(Excerpts from a point labeling dataset)
^^^^^^^^

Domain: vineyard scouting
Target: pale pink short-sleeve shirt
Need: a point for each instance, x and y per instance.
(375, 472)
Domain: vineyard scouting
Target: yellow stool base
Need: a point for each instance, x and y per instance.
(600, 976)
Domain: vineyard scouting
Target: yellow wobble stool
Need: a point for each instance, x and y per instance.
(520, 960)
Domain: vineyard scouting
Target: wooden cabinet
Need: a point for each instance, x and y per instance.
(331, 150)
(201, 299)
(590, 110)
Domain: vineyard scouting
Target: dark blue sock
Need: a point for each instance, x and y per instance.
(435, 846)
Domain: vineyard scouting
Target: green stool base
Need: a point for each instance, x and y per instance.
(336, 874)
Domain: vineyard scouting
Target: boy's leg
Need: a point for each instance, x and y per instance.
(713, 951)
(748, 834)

^^^^^^^^

Please copy every line of the material above, with 107 added to each x and y coordinate in the answer points.

Domain: vineyard scouting
Target: pale pink short-sleeve shirt
Need: a point for each instance, x and y per instance.
(482, 579)
Domain: vineyard scouting
Target: yellow stool base
Need: a point for each instance, x and y per instance.
(707, 1083)
Domain: vineyard scouting
Target: yellow wobble stool
Need: a point for each instance, x and y per instance.
(627, 1067)
Domain: vineyard scouting
Target: wooden cabinet
Need: a point for each instance, x and y per instance.
(438, 257)
(308, 406)
(697, 217)
Domain: vineyard scouting
Target: dark blue sock
Need: a point for each instance, x and y per instance.
(542, 953)
Domain: vineyard scouting
Target: green stool base
Need: a point for each instance, x and y per instance.
(443, 981)
Domain: vineyard scouting
Target: boy's leg
Need: a point for each instance, x and y per instance.
(820, 1058)
(855, 941)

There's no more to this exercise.